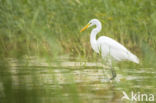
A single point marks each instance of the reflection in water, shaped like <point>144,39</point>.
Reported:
<point>70,82</point>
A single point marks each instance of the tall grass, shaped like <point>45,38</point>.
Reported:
<point>50,28</point>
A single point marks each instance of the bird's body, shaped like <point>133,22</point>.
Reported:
<point>108,47</point>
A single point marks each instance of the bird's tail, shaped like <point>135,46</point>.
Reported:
<point>134,58</point>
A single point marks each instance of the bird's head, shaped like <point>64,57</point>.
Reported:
<point>92,23</point>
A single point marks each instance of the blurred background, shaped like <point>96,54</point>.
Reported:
<point>37,36</point>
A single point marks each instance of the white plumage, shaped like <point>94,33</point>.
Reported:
<point>107,47</point>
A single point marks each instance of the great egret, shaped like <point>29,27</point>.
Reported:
<point>107,47</point>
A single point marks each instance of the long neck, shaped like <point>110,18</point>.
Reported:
<point>93,36</point>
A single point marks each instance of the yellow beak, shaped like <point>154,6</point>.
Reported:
<point>85,28</point>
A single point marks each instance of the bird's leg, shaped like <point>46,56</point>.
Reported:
<point>112,70</point>
<point>113,73</point>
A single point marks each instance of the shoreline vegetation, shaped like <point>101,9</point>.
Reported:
<point>35,34</point>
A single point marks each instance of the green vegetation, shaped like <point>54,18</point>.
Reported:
<point>50,28</point>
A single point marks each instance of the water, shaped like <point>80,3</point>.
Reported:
<point>70,82</point>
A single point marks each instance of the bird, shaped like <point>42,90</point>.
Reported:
<point>108,48</point>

What to work on:
Write out all the data above again, changing each "shaped like" to "written as" and keeping everything else the same. Leave the pictures out.

Answer in full:
A single point marks each instance of the reflection in water, written as <point>144,39</point>.
Reported:
<point>70,82</point>
A single point marks each instance of the tall grass, written as <point>45,38</point>.
Reported:
<point>50,28</point>
A single point marks each instance of the bird's body, written as <point>133,22</point>.
Reported:
<point>108,47</point>
A single point marks each instance of the bird's tail, written as <point>135,46</point>.
Reported:
<point>134,58</point>
A single point marks each instance of the bird's head, written as <point>64,57</point>.
Reported:
<point>92,23</point>
A single point marks each instance of the blurred background, written as <point>96,54</point>.
Reported:
<point>37,36</point>
A single point marks each instance of the white plumage, written as <point>94,33</point>.
Reported:
<point>107,47</point>
A single point marks each instance of the great egret, written as <point>29,27</point>.
Reported:
<point>107,47</point>
A single point marks each instance of the long neck, written as <point>110,18</point>.
Reported:
<point>93,36</point>
A single point marks each instance of the yellow beak, written as <point>154,6</point>.
Reported:
<point>85,28</point>
A single point marks each instance of the bird's leg, written as <point>46,56</point>.
Reported:
<point>112,70</point>
<point>113,73</point>
A single point marks each instance of the shoreline vegetation, written as <point>101,9</point>.
Reported:
<point>35,34</point>
A single point marks each instance of the green vegetation, written as <point>54,18</point>.
Reported:
<point>50,28</point>
A single point marks each instance of the water, written as <point>80,3</point>.
Reported:
<point>70,82</point>
A single point marks each instance of the bird, written as <point>42,90</point>.
Reported:
<point>108,48</point>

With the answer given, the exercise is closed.